Today, Saturday, I had to work from 1:00 until 10:00, a bit longer than my usual 3:00-10:00. As I was getting ready to leave my Dad called to tell me that they were were stopping the pure oxygen feed on Grandpa, and they didn't expect him to survive the night.
Last Sunday he fell outside his home and hit his head pretty badly on the pavement. He never regained consciousness after that. He spent his last week in an ICU in Kansas city, the first three days on a respirator to help him breath. We went to see him Thursday, but it was like he was already gone. He groaned, and occasionally flailed his arms weakly. His arms were horribly bruised from the repeated blood tests, and he kept trying to remove the oxygen tube from his nose, and the support collar from around his neck. I think that finally his family decided that he knew what he was doing, even if he never opened his eyes or spoke a word.
Merle Euler was a strong, proud man. He wouldn't have wanted to continue like that. During the last few years as it became harder for him to hear and move around, I imagine that he thought often about the day when he would finally be released And I imagine him now, reunited with his first wife, our Maxine's namesake.
I got the call shortly after I got to work. Grandpa died just about the time I was crossing the street in front of Wal-Mart. My coworker, Julianna, told me that I should go home, but that didn't seem like the right option to me. "What would I do at home?" I asked her. "If I'm going to be miserable, I might as well be paid for it." It wouldn't be me if I didn't come up with some lame joke in the midst of tragedy. "And besides, working will make this day pass faster." Which was true, but not the whole truth.
Grandpa was all about helping people. He must have driven back and forth to the airport hundreds of times after he retired, giving rides to friends and family who needed them. One thing that annoyed him about getting old was that other people had to help him more and more, and he was physically incapable of returning the favor. My job at Wal-Mart is a service job. It's all about helping people. OK, it's partly about helping them to spend their money, but I help a lot of people to find what they are looking for, even if they're not sure of what that might be.
####################
_Work task 1_: In the account of Grandpa's death, where did he spend his last week?
_Work task 2_: Repeat the passage from the account of Grandpa's death between "Last Sunday he" and "spoke a word.", inclusive.
_Work task 3_: Write the next part of the account of Grandpa's death, picking up after its final sentence.

_Data segment_:
####################
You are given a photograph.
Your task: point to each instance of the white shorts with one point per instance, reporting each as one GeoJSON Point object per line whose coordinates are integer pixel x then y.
####################
_Task answer 1_: In an ICU in Kansas City.

_Task answer 2_:
Last Sunday he fell outside his home and hit his head pretty badly on the pavement. He never regained consciousness after that. He spent his last week in an ICU in Kansas city, the first three days on a respirator to help him breath. We went to see him Thursday, but it was like he was already gone. He groaned, and occasionally flailed his arms weakly. His arms were horribly bruised from the repeated blood tests, and he kept trying to remove the oxygen tube from his nose, and the support collar from around his neck. I think that finally his family decided that he knew what he was doing, even if he never opened his eyes or spoke a word.

_Task answer 3_:
Today I showed some wedding rings to a young couple, and talked with them about our sizing options, how we keep them in stock, and how far ahead they should be purchasing them. It was a joyful experience to play even a small role in such an important part of their lives. While I was helping them a grumpy old woman came in asking for help with watches. She was a serious test of my patience, but I believe that I passed. By the time she left, she surprised me by saying, "Thank you."
I helped a couple in their 40's as he bought a birthday present ring for her. I didn't have a lot of input on the choice, but I clarified some information about the rings and (again) how we do sizing. They had only been married for nine years, but they already had that comfortable feel of a couple that has been together forever. She even said to me that it seemed like they had been together forever, "but in a good way!"
Today was also the day with the mother who was getting her five and two year old daughters' ears pierced. That was a bit of an ugly story, which ended with five-year-old Freedom on the floor throwing a tantrum as we tiptoed around ringing up the rest of the purchases. Associates from other departments were asking us about that one for the next hour.
Julianna explained my situation to the people who needed to know, sparing me from doing it again. I broke down a bit when I told her, though I managed to regain my composure before it got out of hand. It still pushed me to the edge whenever those people brought it up. They were just expressing sympathy, and reminding me that if I needed to go home it was okay.
But the whole truth is this: in my mind today was a sort of memorial to Grandpa, who loved to serve others. And I found joy in the offering of it, even though the tears and difficult customers.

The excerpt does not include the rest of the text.